Items from a dataset:
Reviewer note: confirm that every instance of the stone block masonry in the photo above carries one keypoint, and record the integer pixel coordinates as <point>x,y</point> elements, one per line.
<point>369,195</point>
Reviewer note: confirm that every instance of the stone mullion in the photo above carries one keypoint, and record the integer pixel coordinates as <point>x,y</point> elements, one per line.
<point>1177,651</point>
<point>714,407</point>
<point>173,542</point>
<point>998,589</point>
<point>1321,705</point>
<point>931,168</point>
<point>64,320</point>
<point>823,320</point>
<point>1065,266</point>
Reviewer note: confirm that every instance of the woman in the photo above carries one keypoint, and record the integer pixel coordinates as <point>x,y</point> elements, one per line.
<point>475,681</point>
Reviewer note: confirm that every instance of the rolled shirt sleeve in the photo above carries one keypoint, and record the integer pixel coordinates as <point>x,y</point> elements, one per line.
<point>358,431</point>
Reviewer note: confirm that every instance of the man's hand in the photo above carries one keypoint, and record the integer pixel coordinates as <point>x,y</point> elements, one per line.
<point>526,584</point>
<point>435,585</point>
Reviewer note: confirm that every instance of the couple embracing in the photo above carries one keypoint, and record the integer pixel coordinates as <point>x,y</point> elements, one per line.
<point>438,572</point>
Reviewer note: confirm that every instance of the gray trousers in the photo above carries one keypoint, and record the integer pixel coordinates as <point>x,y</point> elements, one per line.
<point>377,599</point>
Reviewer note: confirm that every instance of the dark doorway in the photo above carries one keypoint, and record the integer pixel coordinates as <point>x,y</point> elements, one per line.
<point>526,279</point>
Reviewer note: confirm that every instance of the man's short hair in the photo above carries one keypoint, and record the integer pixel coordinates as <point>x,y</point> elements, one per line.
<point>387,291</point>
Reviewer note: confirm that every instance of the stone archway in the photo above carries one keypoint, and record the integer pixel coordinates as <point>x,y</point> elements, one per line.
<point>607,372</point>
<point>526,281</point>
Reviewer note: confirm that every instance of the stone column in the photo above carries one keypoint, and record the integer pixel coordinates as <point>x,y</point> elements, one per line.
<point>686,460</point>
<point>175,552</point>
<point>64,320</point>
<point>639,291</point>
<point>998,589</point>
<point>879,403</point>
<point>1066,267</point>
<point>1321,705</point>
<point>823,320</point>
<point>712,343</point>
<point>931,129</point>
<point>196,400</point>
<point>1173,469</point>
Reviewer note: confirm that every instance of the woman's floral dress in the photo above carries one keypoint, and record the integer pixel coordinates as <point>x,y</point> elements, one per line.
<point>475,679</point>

● Task to complete
Return every record above. Copy each one exactly.

● Solution below
Reviewer note: confirm that every instance of the stone block masonry in the photo above carries one keypoint, and record the integer pixel coordinates as <point>x,y</point> elements, one per line.
<point>369,195</point>
Reviewer note: confirm that every instance of the stone mullion in the photo above carries one keypoint, and record the integer pixel coordinates as <point>x,y</point> elements, one per line.
<point>1177,651</point>
<point>714,407</point>
<point>173,542</point>
<point>998,589</point>
<point>1321,705</point>
<point>931,168</point>
<point>64,320</point>
<point>823,320</point>
<point>1065,266</point>
Reviewer note: confirm that every instance of the woman in the photo above carries one keypoint, and record the integer pixel coordinates as <point>x,y</point> elements, one per line.
<point>475,681</point>
Reviewer note: confirm that every instance of the rolled shirt sleeve in the photo above carries one keypoint, and record the integer pixel coordinates as <point>x,y</point> elements, one per line.
<point>358,431</point>
Reviewer note: confirm that every instance of the man's hand in the photo above carries one keypoint, and record the integer pixel coordinates as <point>x,y</point> elements, one per line.
<point>526,584</point>
<point>435,585</point>
Reviewer note: confirm that every instance of the couple embracing in the photo above carries one keypoint, and record the integer pixel coordinates as <point>x,y</point> elements, one per line.
<point>438,572</point>
Reviewer note: confirm that every instance of the gray trousers in the photo above carries one keypoint, and record the integer pixel coordinates as <point>x,y</point> elements, one per line.
<point>377,599</point>
Reviewer note: confirm that every instance of the dark doorway in the photo above carries one keypoint, and record the integer pixel coordinates as <point>x,y</point> elements, one per line.
<point>526,279</point>
Reviewer note: confirm that every instance of the man's short hair in the photo above carries one keypoint, and record the integer pixel coordinates as <point>x,y</point> elements, one per line.
<point>387,291</point>
Reviewer note: confirm that every instance of the stone archway in the photo above carries one keypoint, and record the integer pixel coordinates as <point>x,y</point> elements, one per line.
<point>607,372</point>
<point>526,281</point>
Reviewer note: confirm that every instance of the stone column in the photo above carries one keypoint, and record the integer pixel coordinates as <point>x,y</point> elements, one per line.
<point>686,460</point>
<point>175,552</point>
<point>64,320</point>
<point>639,291</point>
<point>998,589</point>
<point>879,403</point>
<point>1066,267</point>
<point>1321,705</point>
<point>823,320</point>
<point>712,343</point>
<point>931,129</point>
<point>196,400</point>
<point>1173,469</point>
Reviewer note: confirm that every instance of the woman's floral dress in the photo above carries one keypoint, and record the integer pixel coordinates as <point>x,y</point> elements, one per line.
<point>475,679</point>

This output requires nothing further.